Dataset excerpts:
▼▼▼
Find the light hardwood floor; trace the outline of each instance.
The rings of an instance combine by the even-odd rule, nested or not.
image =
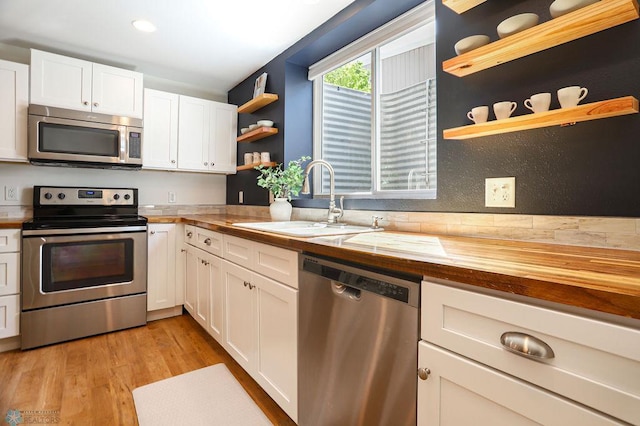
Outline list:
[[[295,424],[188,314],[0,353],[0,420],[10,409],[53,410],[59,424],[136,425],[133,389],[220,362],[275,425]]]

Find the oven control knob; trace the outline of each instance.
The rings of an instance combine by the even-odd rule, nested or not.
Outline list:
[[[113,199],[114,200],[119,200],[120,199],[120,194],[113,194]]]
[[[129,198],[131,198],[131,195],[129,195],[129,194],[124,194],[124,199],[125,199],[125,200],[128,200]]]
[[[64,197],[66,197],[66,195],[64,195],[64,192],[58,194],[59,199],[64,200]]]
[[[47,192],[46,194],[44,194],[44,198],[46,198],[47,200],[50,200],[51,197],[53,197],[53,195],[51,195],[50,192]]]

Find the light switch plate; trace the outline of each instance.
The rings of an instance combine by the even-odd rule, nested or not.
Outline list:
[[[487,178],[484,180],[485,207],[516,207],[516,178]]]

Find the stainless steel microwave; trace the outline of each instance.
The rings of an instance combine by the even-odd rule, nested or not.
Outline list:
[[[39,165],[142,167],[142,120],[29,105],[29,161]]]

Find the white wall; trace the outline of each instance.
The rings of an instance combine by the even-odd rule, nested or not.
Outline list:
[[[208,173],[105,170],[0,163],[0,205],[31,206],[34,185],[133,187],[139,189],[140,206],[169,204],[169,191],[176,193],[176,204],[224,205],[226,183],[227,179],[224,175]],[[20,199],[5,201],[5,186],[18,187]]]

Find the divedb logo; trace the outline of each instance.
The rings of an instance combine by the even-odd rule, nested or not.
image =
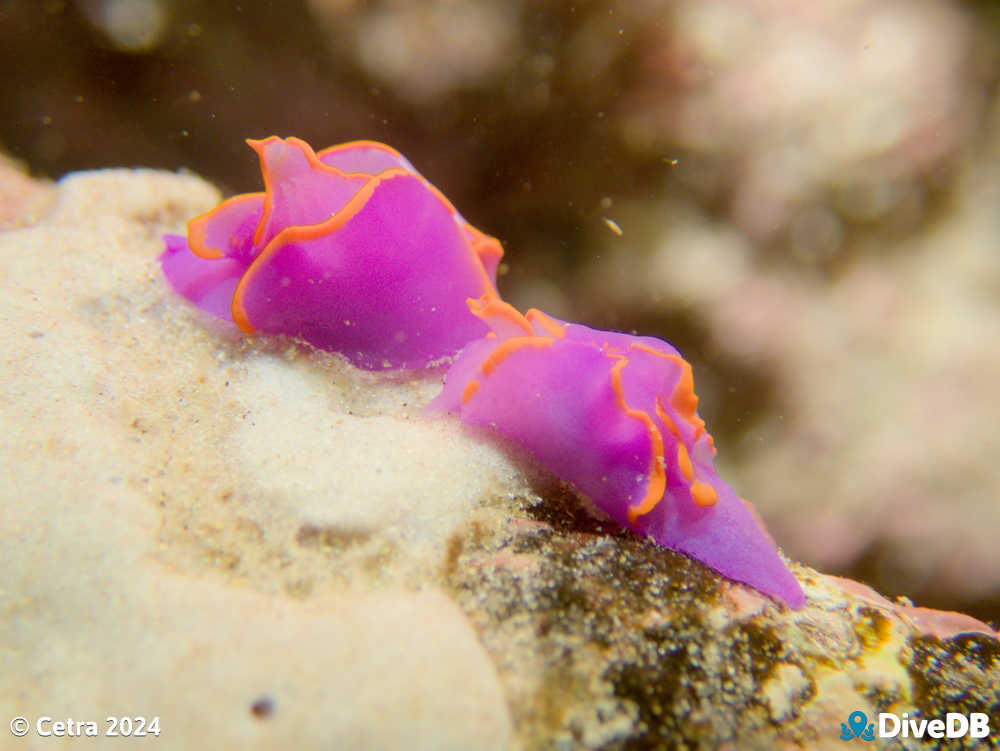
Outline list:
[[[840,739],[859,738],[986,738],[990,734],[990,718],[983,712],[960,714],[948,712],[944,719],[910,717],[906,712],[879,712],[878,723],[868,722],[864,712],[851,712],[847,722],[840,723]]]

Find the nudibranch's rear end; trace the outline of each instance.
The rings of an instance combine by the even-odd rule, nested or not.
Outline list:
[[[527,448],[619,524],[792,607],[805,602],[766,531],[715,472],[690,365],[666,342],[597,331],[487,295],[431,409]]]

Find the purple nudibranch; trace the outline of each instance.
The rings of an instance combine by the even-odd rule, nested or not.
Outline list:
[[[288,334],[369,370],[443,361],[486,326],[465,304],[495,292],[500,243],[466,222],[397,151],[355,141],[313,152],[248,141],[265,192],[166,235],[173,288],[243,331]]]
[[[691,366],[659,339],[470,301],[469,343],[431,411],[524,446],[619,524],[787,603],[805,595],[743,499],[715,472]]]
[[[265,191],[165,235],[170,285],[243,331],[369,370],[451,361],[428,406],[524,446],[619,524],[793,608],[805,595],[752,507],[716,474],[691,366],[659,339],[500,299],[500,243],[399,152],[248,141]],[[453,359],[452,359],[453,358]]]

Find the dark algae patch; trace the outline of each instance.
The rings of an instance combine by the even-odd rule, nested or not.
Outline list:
▲▲▲
* [What to work on]:
This task calls for the records to be copied exactly, without pictures.

* [Written response]:
Find the light hardwood floor; trace the outline of each instance.
The rings of an instance combine by the even-odd rule, nested or not.
image =
Outline list:
[[[295,424],[188,314],[0,353],[0,420],[10,409],[53,410],[59,424],[136,425],[133,389],[220,362],[275,425]]]

Find the oven control knob; trace the outline of each instance.
The rings of an instance combine by the even-odd rule, nested or not.
Outline list:
[[[113,199],[114,200],[119,200],[120,199],[120,194],[113,194]]]
[[[129,198],[131,198],[131,195],[129,195],[129,194],[124,194],[124,199],[125,199],[125,200],[128,200]]]
[[[64,197],[66,197],[66,195],[64,195],[64,192],[58,194],[59,199],[64,200]]]
[[[47,192],[46,194],[44,194],[44,198],[46,198],[47,200],[50,200],[51,197],[53,197],[53,195],[51,195],[50,192]]]

Find the light switch plate; trace the outline of each instance.
The rings of an instance combine by the even-odd rule, nested or not.
Outline list:
[[[487,178],[484,180],[485,207],[516,207],[516,178]]]

Find the stainless steel microwave; trace the outline of each instance.
The rings of an instance combine by the even-odd rule, nested or not.
Outline list:
[[[39,165],[142,167],[142,120],[29,105],[29,161]]]

Find the white wall; trace the outline of each instance.
The rings of an instance combine by the even-odd rule, nested or not.
Outline list:
[[[208,173],[105,170],[0,163],[0,205],[31,206],[34,185],[133,187],[139,189],[140,206],[169,204],[169,191],[176,193],[176,204],[224,205],[226,183],[227,179],[224,175]],[[20,199],[5,201],[5,186],[18,187]]]

Find the divedb logo; trace the outline of each instance.
The rings of an instance combine by the even-odd rule, nested or not.
image =
Outline list:
[[[840,739],[859,738],[986,738],[990,734],[990,718],[983,712],[960,714],[948,712],[944,719],[910,717],[906,712],[879,712],[878,723],[868,722],[864,712],[851,712],[847,722],[840,723]]]

Find the nudibranch's rear end; trace the outline of each instance.
The rings of an instance combine by the even-odd rule, nested or not.
Outline list:
[[[527,448],[619,524],[792,607],[805,602],[766,531],[715,472],[690,365],[666,342],[597,331],[487,295],[431,409]]]

Find the purple nudibranch; trace the outline of each instance.
The rings of an instance combine by the even-odd rule, nested or not.
Outline list:
[[[288,334],[369,370],[443,361],[486,326],[465,304],[495,292],[500,243],[466,222],[397,151],[355,141],[313,152],[248,141],[265,192],[166,235],[173,288],[243,331]]]
[[[691,366],[659,339],[470,301],[469,343],[431,411],[524,446],[619,524],[787,603],[805,595],[743,499],[715,472]]]
[[[265,191],[165,235],[170,285],[243,331],[369,370],[451,361],[428,406],[524,446],[619,524],[793,608],[805,595],[752,507],[716,474],[691,366],[659,339],[500,299],[500,243],[399,152],[248,141]],[[453,359],[452,359],[453,358]]]

Find the dark algae patch; trace the outline of each instance.
The rings of an instance combine by the even-odd rule, nested or not.
Outline list:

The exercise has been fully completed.